## RECORDS SHOWN:
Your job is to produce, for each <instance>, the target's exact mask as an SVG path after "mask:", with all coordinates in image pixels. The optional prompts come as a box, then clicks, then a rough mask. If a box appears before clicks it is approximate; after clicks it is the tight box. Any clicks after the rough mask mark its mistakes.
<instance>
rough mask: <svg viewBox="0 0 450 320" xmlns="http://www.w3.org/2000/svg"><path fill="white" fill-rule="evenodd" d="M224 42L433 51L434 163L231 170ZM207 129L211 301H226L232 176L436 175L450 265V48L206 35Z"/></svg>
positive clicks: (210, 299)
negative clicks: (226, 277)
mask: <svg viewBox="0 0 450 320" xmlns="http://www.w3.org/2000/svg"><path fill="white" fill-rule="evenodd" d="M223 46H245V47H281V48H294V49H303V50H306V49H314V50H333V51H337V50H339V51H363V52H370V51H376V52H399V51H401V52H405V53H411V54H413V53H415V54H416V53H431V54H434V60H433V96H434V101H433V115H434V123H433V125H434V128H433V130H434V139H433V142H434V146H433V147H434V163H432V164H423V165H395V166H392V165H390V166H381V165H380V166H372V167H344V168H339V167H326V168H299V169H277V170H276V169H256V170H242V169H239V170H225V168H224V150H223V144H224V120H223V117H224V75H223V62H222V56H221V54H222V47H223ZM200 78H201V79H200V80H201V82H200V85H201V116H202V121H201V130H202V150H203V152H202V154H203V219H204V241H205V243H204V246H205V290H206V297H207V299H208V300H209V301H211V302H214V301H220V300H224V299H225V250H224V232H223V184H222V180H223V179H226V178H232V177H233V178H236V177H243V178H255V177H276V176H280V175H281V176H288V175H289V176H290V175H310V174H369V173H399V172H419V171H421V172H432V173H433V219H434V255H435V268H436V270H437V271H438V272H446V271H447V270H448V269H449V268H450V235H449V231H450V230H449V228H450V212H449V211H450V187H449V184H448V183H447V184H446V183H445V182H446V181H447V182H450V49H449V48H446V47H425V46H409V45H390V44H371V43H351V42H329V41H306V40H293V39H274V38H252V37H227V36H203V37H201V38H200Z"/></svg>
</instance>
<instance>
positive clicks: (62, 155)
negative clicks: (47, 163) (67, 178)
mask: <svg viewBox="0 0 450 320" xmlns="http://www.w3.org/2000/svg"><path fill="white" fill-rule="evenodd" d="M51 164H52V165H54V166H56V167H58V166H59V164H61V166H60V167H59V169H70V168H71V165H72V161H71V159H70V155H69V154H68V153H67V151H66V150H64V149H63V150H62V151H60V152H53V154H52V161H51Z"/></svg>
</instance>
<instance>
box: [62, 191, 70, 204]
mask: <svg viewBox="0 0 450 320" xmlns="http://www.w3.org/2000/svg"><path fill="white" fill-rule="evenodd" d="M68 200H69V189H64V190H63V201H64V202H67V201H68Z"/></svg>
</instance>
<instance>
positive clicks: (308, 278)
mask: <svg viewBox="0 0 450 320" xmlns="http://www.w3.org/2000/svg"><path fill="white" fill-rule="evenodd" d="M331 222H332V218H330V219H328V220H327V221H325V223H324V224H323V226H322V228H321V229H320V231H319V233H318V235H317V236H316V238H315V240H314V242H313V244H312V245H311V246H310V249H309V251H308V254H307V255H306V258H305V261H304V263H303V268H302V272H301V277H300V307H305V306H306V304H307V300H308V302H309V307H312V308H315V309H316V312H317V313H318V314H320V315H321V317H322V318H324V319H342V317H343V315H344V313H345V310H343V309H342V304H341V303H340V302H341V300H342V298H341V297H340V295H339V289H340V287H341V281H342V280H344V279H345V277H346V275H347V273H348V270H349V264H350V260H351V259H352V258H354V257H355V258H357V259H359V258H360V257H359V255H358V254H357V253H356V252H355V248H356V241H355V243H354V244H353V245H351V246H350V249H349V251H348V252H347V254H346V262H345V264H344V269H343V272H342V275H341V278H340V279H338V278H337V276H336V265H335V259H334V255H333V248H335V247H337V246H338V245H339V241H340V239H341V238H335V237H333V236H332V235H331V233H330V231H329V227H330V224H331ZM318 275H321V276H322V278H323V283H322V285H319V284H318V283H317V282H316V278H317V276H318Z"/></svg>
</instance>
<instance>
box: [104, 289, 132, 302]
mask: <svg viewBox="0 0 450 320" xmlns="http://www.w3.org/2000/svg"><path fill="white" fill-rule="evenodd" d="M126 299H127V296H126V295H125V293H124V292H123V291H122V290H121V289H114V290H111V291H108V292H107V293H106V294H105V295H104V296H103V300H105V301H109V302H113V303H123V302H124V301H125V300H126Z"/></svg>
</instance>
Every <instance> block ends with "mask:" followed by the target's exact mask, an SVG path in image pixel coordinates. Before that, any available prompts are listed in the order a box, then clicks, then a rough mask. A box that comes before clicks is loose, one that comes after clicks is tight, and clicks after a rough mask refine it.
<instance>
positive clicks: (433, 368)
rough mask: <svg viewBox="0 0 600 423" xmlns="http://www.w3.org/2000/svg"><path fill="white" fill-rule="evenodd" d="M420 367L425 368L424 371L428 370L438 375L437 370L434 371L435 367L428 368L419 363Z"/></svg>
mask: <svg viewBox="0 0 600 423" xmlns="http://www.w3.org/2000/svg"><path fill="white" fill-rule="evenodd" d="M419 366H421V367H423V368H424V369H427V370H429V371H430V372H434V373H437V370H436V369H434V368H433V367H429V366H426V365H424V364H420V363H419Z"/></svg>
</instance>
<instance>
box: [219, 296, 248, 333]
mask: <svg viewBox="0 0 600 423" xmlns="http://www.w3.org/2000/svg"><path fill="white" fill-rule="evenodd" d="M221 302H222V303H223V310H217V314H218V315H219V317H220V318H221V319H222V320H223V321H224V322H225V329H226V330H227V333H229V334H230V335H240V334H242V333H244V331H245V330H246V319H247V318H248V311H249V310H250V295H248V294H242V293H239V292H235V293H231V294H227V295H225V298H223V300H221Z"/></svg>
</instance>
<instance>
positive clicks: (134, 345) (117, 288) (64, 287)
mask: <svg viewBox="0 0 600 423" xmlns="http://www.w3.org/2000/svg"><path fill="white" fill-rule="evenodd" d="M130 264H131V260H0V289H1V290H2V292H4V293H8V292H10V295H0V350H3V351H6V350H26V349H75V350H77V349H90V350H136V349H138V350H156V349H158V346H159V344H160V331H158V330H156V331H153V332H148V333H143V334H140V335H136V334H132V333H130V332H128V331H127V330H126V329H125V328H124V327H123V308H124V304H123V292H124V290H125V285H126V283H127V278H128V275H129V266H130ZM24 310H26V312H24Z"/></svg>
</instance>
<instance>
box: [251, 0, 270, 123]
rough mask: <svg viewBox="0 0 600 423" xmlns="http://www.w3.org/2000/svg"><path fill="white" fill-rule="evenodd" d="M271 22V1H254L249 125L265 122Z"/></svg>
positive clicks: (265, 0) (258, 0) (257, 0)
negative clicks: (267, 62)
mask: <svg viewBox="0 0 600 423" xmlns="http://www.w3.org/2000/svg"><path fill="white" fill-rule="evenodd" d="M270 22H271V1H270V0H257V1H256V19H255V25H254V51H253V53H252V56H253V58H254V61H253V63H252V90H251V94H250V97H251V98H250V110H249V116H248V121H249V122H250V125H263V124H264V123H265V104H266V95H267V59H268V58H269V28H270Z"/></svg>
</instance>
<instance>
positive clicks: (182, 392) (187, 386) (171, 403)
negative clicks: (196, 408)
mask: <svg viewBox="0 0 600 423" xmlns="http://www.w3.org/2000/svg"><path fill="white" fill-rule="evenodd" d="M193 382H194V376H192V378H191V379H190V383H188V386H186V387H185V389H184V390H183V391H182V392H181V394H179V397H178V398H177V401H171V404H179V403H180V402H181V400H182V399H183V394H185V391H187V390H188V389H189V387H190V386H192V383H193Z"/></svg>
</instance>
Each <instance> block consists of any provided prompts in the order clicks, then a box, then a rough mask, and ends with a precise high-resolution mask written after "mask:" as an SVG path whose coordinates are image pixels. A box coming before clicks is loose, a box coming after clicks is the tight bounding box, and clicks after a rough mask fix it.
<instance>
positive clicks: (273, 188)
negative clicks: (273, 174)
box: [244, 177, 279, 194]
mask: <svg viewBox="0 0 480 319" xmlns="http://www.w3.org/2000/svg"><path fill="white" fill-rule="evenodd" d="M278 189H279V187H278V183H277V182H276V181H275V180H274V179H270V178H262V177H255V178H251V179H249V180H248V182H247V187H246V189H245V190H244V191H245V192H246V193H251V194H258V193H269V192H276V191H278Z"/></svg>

## ASSIGNED TASK:
Reproduce verbatim the range of lines that opens the records and closes with the line containing "positive clicks: (62, 155)". Omit everything after it.

## YOUR RESPONSE:
Your job is to produce, for each <instance>, the target's exact mask as an SVG path after "mask:", with all coordinates in image pixels. The optional prompts come as a box, then clicks, then a rough mask. If a box appears before clicks it is approximate; after clicks it is the tight box. Any clicks after the rough mask mark its mistakes.
<instance>
rough mask: <svg viewBox="0 0 450 320" xmlns="http://www.w3.org/2000/svg"><path fill="white" fill-rule="evenodd" d="M224 42L433 51L434 163L231 170ZM207 129L211 301H226L232 176L436 175L450 265V48L206 35Z"/></svg>
positive clicks: (210, 299)
negative clicks: (226, 277)
mask: <svg viewBox="0 0 450 320" xmlns="http://www.w3.org/2000/svg"><path fill="white" fill-rule="evenodd" d="M223 46H245V47H281V48H294V49H303V50H306V49H314V50H333V51H337V50H339V51H363V52H370V51H376V52H399V51H401V52H405V53H411V54H413V53H415V54H416V53H431V54H434V60H433V96H434V101H433V115H434V123H433V125H434V128H433V130H434V139H433V142H434V146H433V147H434V163H432V164H423V165H395V166H392V165H390V166H381V165H380V166H372V167H344V168H339V167H326V168H299V169H277V170H276V169H256V170H242V169H239V170H225V168H224V150H223V144H224V120H223V117H224V75H223V62H222V56H221V54H222V47H223ZM200 78H201V79H200V80H201V82H200V85H201V116H202V121H201V130H202V150H203V152H202V154H203V219H204V241H205V243H204V246H205V290H206V297H207V299H208V300H209V301H211V302H214V301H220V300H224V299H225V250H224V232H223V184H222V180H223V179H226V178H232V177H233V178H236V177H243V178H255V177H276V176H280V175H281V176H288V175H289V176H290V175H310V174H369V173H399V172H419V171H421V172H432V173H433V219H434V255H435V268H436V270H437V271H438V272H446V271H447V270H448V269H449V268H450V235H449V231H450V230H449V228H450V212H449V211H450V187H449V184H448V183H447V184H446V183H445V182H446V181H447V182H450V49H449V48H446V47H425V46H409V45H390V44H371V43H351V42H329V41H306V40H293V39H274V38H252V37H227V36H203V37H201V38H200Z"/></svg>
</instance>
<instance>
positive clicks: (62, 155)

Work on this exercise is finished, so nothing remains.